**TASKS TO COMPLETE:**
• 1. From the court opinion that follows, extract everything from "102 So. 2d 412" down to "hereinafter set forth." and copy it word for word.
• 2. In the court opinion that follows, why was it inferred in Lasher v. State that the jury found the defendant guilty of grand larceny? Answer in one to three sentences.

**TEXT TO READ:**
********************

102 So. 2d 412 | Fla. Dist. Ct. App. | 1958
This is an appeal from the judgment and sentence entered after a jury verdict convicting William T. Johnson of the crime of larceny of an automobile. The appellant raises several questions which we doi not deem it necessary to answer, as the case must be reversed for a new trial on grounds hereinafter set forth.
The information charged the defendant with unlawfully and feloniously stealing one certain motor vehicle, to wit: “one 1954 Oldsmobile ‘88’ four door automobile”.
The evidence adduced on behalf of the State did not show the value of the property alleged to be stolen, value being an element which the State must prove beyond a reasonable doubt if the prosecution for the theft of an automobile is based on Section 811.01, Florida Statutes, F.S.A. Neither did the evidence show whether the automobile was propelled by electricity, gas. or kerosene as has been held to be a necessary element of proof if the prosecution was under Section 811.20 of the Florida Statutes, F.S.A. Under the first statute the State must prove beyond a reasonable doubt that the value of the property exceeded $50 (prior to amendment of said statute raising the value to $100, F.S.A. §. 811.021) in order to convict of grand larceny, while under Section 811.20 the larceny-
In the case of Lasher v. State, 1920, 80 Fla. 712, 86 So. 689, 690, the Florida Supreme Court held that the description of an automobile as a “Ford touring car” was a sufficient description to bring the offense within the provisions of Section 3288, General Statutes 1906; and that where the complaining witness testified that he paid $275 for the automobile and no other testimony of its value was adduced, it would be inferred that the jury accepted such value and found the defendant guilty of grand larceny. The defendant argued that the information did not charge that the property stolen was an automobile, and that the information did not follow the language of Chapter 7358, Laws of Florida of 1917, which provided that the “larceny of any automobile, locomobile, motorcycle, and other like vehicles propelled by electricity, gasoline or kerosene * * * should be deemed a felony.” The Court said:
“* * * One difference between this statute and the general larceny statute is that the larceny of any of the vehicles described in section 1 of chapter 7358 is a felony irrespective of its value, and under the general larceny statute it is not a felony unless the value is $20 or more. There is also a difference in the penalty, but that is not involved here. * * *
“The information in this case charges that the article stolen was ‘one Ford touring car of the value of $300.’ It is not necessary for us to decide whether in a prosecution under chapter 7358 the description of the article stolen as ‘a Ford touring car’ will bring it within the provision of section 1, and identify it as ‘an automobile, locomobile, motorcycle, and other like vehicles propelled by electricity, gasoline or kerosene.’ Where it is intended that the prosecution shall be under chapter 7358, prosecuting officers would do well to describe the article in the language of the statute.”

********************

**DATA PROVIDED:**
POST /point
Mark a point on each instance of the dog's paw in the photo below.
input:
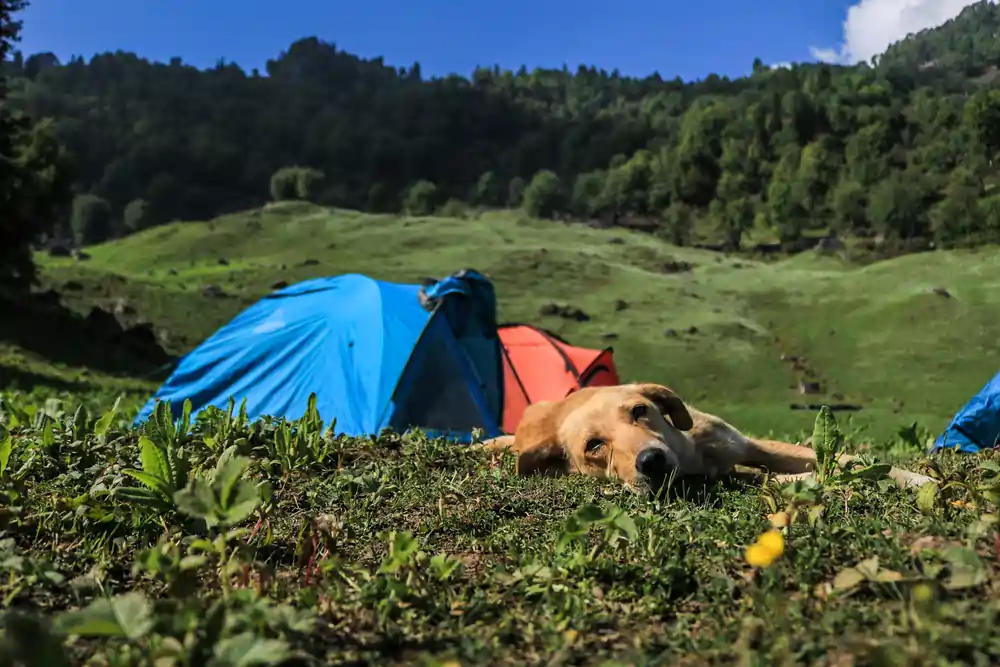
(914, 480)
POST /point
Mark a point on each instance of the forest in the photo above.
(901, 148)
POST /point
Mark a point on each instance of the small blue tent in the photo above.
(977, 425)
(376, 354)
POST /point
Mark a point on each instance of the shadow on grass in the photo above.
(41, 324)
(17, 378)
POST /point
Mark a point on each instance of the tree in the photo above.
(308, 184)
(958, 216)
(136, 215)
(898, 206)
(36, 175)
(488, 191)
(285, 184)
(981, 117)
(515, 192)
(91, 220)
(421, 199)
(678, 223)
(586, 200)
(543, 197)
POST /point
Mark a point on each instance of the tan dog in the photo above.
(643, 433)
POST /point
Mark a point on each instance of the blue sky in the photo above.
(689, 38)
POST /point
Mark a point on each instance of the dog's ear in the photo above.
(669, 403)
(536, 442)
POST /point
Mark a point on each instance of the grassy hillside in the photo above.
(877, 336)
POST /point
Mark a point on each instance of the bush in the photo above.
(284, 184)
(302, 183)
(136, 215)
(543, 196)
(454, 208)
(515, 192)
(91, 219)
(309, 184)
(421, 199)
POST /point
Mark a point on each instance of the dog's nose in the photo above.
(652, 461)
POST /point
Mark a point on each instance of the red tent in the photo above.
(540, 366)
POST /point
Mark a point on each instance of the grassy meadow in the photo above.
(249, 543)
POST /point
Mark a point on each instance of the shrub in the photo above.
(91, 219)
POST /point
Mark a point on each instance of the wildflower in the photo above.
(767, 549)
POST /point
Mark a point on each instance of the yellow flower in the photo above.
(767, 549)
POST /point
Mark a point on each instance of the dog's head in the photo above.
(629, 432)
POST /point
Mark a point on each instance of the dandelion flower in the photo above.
(767, 549)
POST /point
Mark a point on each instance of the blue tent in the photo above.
(376, 354)
(977, 425)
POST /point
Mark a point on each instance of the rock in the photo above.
(122, 308)
(675, 266)
(549, 309)
(567, 312)
(808, 387)
(60, 250)
(213, 291)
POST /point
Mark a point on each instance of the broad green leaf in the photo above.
(48, 437)
(248, 650)
(104, 423)
(150, 481)
(967, 568)
(81, 420)
(927, 496)
(6, 445)
(140, 495)
(154, 461)
(826, 434)
(589, 513)
(847, 579)
(242, 503)
(129, 615)
(196, 500)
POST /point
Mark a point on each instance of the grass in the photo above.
(876, 336)
(254, 543)
(239, 543)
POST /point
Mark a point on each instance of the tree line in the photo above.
(903, 148)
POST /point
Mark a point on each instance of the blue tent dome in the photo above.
(371, 352)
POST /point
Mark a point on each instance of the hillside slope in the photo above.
(906, 149)
(721, 333)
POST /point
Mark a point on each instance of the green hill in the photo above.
(725, 333)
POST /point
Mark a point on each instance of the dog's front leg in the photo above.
(792, 462)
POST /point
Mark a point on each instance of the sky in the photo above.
(686, 38)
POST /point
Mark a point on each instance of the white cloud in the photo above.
(873, 25)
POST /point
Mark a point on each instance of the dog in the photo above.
(642, 434)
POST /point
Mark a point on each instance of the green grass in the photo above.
(409, 551)
(871, 335)
(426, 553)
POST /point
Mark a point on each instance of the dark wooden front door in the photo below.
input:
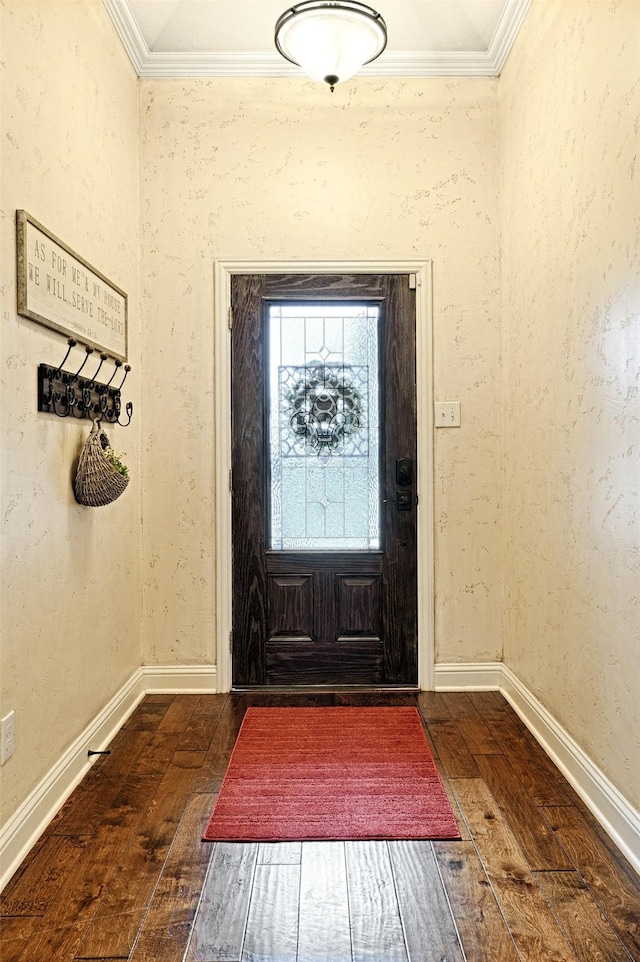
(325, 581)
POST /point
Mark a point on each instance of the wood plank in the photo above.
(376, 928)
(78, 898)
(221, 918)
(540, 779)
(279, 853)
(453, 753)
(432, 706)
(149, 713)
(178, 714)
(85, 808)
(532, 925)
(324, 908)
(112, 931)
(157, 755)
(202, 725)
(482, 928)
(541, 848)
(32, 892)
(610, 878)
(487, 700)
(470, 724)
(585, 925)
(165, 930)
(272, 925)
(429, 928)
(217, 757)
(15, 936)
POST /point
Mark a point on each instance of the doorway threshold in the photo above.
(304, 689)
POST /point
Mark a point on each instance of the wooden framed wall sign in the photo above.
(58, 288)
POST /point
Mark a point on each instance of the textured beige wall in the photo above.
(570, 120)
(70, 608)
(278, 169)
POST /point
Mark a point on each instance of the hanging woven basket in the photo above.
(97, 482)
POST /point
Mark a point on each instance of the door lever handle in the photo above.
(404, 472)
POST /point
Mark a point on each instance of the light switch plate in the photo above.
(447, 414)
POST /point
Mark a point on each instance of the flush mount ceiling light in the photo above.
(330, 41)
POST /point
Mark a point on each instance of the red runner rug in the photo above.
(331, 773)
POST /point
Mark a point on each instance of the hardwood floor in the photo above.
(121, 872)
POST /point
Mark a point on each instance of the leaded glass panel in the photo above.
(324, 426)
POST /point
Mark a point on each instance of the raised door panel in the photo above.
(291, 607)
(358, 607)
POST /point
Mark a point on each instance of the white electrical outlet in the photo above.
(7, 737)
(447, 414)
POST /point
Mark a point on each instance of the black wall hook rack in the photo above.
(66, 394)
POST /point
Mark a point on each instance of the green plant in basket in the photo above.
(115, 460)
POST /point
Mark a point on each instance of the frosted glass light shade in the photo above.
(331, 41)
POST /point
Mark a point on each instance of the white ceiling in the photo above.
(234, 38)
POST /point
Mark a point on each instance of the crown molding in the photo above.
(154, 64)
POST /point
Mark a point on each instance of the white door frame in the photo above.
(223, 272)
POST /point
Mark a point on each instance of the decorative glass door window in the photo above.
(324, 426)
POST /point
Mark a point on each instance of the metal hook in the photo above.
(129, 409)
(117, 365)
(89, 351)
(127, 368)
(72, 343)
(103, 358)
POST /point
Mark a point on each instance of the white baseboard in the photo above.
(469, 677)
(612, 810)
(180, 679)
(26, 826)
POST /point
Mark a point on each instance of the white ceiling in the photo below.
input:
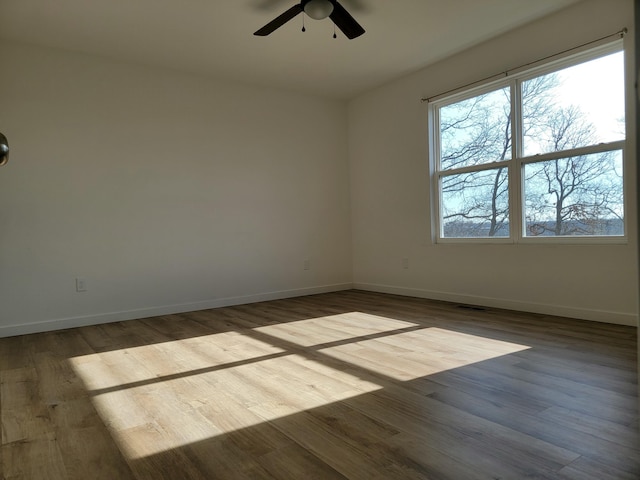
(215, 37)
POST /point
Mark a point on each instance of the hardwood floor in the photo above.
(351, 385)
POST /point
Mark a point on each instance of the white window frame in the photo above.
(516, 164)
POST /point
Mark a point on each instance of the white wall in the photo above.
(391, 199)
(166, 192)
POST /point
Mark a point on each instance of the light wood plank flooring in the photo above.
(350, 384)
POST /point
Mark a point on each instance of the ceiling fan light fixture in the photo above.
(318, 9)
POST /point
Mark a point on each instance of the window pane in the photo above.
(475, 204)
(575, 107)
(575, 196)
(476, 131)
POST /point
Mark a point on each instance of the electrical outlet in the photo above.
(81, 284)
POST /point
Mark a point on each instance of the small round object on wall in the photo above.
(4, 150)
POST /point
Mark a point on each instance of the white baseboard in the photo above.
(618, 318)
(109, 317)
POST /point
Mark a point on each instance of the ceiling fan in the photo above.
(318, 10)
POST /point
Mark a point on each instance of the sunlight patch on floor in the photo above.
(428, 351)
(159, 397)
(333, 328)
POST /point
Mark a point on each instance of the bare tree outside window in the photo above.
(575, 189)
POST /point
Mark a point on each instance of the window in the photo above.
(535, 155)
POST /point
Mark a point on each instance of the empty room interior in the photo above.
(373, 240)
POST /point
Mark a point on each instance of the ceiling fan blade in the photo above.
(279, 21)
(345, 22)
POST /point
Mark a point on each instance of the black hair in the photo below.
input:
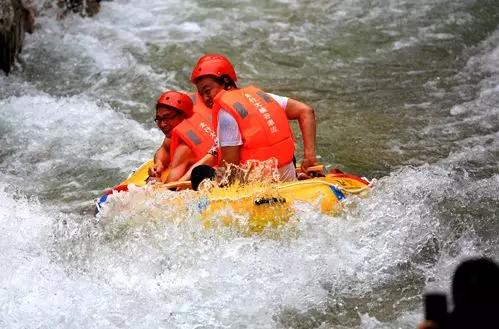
(475, 292)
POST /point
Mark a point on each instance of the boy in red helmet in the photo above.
(250, 123)
(188, 136)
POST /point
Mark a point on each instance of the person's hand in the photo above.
(155, 171)
(308, 162)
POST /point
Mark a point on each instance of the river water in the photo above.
(405, 91)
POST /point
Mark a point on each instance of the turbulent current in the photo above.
(405, 91)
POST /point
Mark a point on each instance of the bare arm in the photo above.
(181, 161)
(208, 159)
(161, 159)
(305, 115)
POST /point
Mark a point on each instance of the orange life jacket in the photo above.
(196, 132)
(262, 122)
(200, 107)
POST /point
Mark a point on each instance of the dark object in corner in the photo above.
(16, 18)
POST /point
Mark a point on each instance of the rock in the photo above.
(16, 18)
(82, 7)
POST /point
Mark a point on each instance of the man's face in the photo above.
(208, 88)
(168, 118)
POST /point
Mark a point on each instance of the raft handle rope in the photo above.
(355, 190)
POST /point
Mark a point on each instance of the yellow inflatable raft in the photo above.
(259, 205)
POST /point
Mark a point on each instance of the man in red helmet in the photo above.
(250, 123)
(188, 136)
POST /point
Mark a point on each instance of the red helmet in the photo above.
(213, 64)
(177, 100)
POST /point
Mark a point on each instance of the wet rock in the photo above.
(82, 7)
(16, 18)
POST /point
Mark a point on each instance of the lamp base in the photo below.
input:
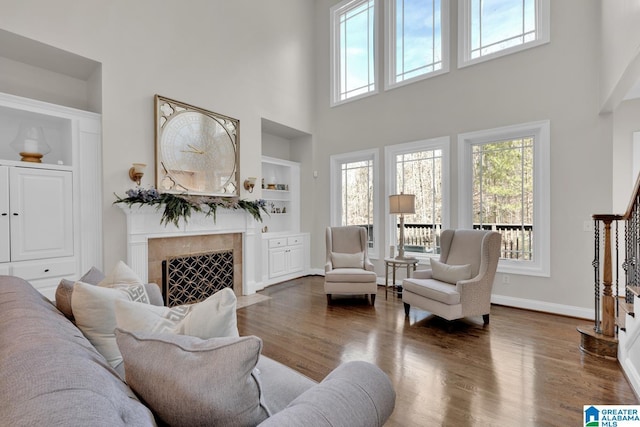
(31, 157)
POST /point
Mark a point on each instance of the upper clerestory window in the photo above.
(488, 29)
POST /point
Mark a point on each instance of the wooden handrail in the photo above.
(634, 198)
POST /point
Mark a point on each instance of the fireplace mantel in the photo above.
(143, 223)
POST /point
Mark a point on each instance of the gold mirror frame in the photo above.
(197, 151)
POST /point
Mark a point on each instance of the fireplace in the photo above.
(149, 242)
(188, 279)
(197, 263)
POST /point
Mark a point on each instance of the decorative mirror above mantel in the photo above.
(197, 151)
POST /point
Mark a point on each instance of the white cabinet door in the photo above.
(277, 262)
(296, 258)
(41, 211)
(4, 215)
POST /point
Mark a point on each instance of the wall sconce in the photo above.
(249, 183)
(136, 172)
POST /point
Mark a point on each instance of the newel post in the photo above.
(608, 326)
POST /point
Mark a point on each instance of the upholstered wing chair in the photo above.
(459, 284)
(348, 270)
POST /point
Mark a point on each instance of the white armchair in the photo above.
(348, 270)
(459, 285)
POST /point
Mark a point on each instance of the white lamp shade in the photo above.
(30, 139)
(402, 204)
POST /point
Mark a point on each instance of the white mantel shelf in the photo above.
(143, 223)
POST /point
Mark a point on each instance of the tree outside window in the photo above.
(503, 193)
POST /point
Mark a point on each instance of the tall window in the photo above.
(353, 192)
(420, 168)
(505, 187)
(503, 193)
(417, 40)
(353, 44)
(492, 28)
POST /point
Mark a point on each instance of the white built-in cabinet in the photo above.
(36, 213)
(50, 212)
(285, 250)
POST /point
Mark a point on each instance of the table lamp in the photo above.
(402, 204)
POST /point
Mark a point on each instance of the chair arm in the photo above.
(368, 265)
(421, 274)
(356, 393)
(328, 267)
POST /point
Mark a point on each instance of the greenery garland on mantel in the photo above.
(181, 206)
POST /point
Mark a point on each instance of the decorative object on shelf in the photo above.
(402, 204)
(136, 172)
(197, 151)
(30, 143)
(180, 206)
(249, 183)
(271, 184)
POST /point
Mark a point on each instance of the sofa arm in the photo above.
(355, 394)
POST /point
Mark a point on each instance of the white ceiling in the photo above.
(36, 54)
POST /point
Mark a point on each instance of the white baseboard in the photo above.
(549, 307)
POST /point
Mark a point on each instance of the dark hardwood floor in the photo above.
(523, 369)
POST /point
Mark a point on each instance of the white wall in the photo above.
(557, 81)
(626, 121)
(620, 50)
(243, 58)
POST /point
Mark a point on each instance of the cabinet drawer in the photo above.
(295, 240)
(277, 243)
(43, 269)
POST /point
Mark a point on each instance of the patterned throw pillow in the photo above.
(213, 317)
(94, 311)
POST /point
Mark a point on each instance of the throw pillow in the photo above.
(65, 289)
(344, 260)
(121, 275)
(187, 381)
(213, 317)
(450, 273)
(94, 311)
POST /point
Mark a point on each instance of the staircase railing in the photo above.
(607, 262)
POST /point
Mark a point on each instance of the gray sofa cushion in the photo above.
(188, 381)
(355, 394)
(51, 375)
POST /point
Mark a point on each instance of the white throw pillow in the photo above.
(213, 317)
(450, 273)
(94, 310)
(121, 275)
(344, 260)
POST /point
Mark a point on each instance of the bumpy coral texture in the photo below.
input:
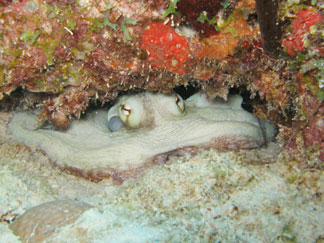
(166, 49)
(306, 18)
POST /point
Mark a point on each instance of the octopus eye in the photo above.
(126, 110)
(131, 112)
(180, 103)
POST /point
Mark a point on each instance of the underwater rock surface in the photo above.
(155, 126)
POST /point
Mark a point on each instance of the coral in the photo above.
(295, 42)
(270, 28)
(227, 41)
(59, 110)
(166, 49)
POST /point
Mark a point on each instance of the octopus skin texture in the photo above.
(143, 129)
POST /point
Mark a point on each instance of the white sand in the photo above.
(228, 197)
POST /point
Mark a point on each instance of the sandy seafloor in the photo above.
(250, 196)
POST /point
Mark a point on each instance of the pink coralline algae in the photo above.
(306, 18)
(166, 49)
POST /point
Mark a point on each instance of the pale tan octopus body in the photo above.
(154, 125)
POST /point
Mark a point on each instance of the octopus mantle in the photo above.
(152, 126)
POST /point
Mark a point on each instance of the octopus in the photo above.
(141, 130)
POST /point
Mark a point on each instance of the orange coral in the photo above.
(306, 18)
(223, 44)
(166, 49)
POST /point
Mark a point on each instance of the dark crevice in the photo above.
(187, 91)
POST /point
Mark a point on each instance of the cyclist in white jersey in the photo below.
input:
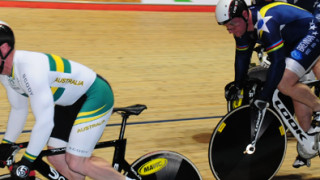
(71, 105)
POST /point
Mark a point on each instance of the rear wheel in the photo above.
(165, 165)
(230, 139)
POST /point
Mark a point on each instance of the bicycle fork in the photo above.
(308, 146)
(251, 148)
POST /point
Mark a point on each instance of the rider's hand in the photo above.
(21, 169)
(259, 104)
(232, 92)
(6, 150)
(258, 108)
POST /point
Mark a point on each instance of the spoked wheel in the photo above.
(165, 165)
(230, 139)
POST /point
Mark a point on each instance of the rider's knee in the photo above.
(75, 163)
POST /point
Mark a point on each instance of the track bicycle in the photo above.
(159, 165)
(246, 148)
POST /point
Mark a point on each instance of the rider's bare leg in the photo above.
(303, 114)
(59, 162)
(290, 86)
(93, 167)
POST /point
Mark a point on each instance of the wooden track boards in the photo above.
(175, 63)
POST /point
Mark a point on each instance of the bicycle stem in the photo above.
(251, 148)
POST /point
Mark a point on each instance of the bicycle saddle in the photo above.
(131, 110)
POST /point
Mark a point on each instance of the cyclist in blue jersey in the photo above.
(291, 38)
(71, 105)
(309, 5)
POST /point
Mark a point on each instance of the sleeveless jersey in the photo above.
(45, 79)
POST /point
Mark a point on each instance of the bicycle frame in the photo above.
(310, 144)
(118, 162)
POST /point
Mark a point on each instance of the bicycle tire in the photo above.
(8, 177)
(165, 165)
(230, 139)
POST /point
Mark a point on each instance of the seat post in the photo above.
(125, 116)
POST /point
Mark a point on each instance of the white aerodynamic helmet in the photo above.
(229, 9)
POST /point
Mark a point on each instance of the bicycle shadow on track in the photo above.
(295, 177)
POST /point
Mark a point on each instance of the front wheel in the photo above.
(165, 165)
(230, 139)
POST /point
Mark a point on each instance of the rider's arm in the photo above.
(274, 46)
(42, 105)
(244, 49)
(18, 112)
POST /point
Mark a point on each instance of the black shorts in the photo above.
(64, 117)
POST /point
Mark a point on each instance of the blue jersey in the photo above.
(280, 28)
(309, 5)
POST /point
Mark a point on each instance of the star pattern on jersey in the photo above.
(261, 24)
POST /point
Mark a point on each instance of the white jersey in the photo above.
(47, 80)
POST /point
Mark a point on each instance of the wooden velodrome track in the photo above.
(177, 63)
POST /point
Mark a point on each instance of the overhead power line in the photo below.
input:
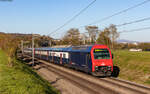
(120, 12)
(134, 30)
(74, 17)
(132, 22)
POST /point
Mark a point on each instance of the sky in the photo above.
(45, 16)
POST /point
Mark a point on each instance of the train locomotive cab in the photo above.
(102, 64)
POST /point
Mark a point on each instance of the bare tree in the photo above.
(114, 34)
(93, 32)
(104, 37)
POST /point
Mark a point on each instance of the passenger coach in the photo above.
(94, 59)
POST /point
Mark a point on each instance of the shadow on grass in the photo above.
(40, 80)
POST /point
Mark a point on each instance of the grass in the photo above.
(20, 79)
(134, 66)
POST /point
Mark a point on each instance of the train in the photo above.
(93, 59)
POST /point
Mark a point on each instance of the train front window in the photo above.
(101, 54)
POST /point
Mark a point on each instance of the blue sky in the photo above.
(44, 16)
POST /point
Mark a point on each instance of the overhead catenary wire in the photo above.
(134, 30)
(117, 13)
(74, 17)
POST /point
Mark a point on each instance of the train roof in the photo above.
(82, 48)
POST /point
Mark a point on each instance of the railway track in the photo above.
(95, 85)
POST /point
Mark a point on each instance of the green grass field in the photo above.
(20, 79)
(134, 66)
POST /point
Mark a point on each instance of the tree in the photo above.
(93, 31)
(104, 37)
(72, 37)
(114, 34)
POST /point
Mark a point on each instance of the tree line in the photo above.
(94, 35)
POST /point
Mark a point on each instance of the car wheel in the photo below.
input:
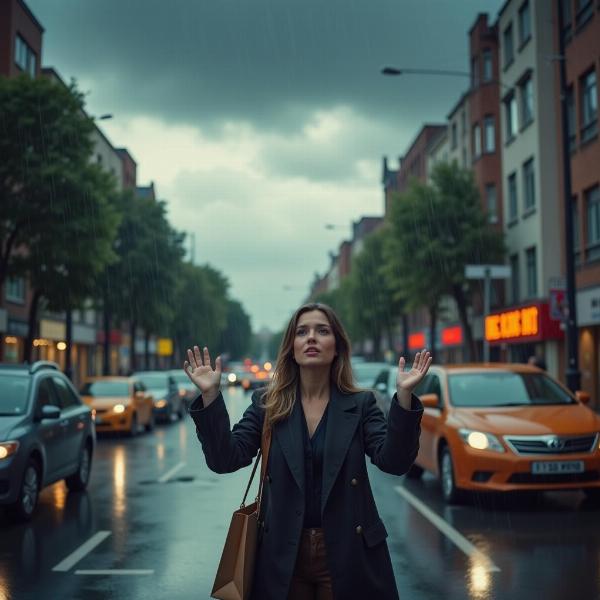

********************

**THE RESULTS:**
• 1.
102 So. 2d 412 | Fla. Dist. Ct. App. | 1958
This is an appeal from the judgment and sentence entered after a jury verdict convicting William T. Johnson of the crime of larceny of an automobile. The appellant raises several questions which we doi not deem it necessary to answer, as the case must be reversed for a new trial on grounds hereinafter set forth.

• 2. The complaining witness testified that he paid $275 for the automobile, and no other testimony of its value was adduced. It was therefore inferred that the jury accepted that value and found the defendant guilty of grand larceny.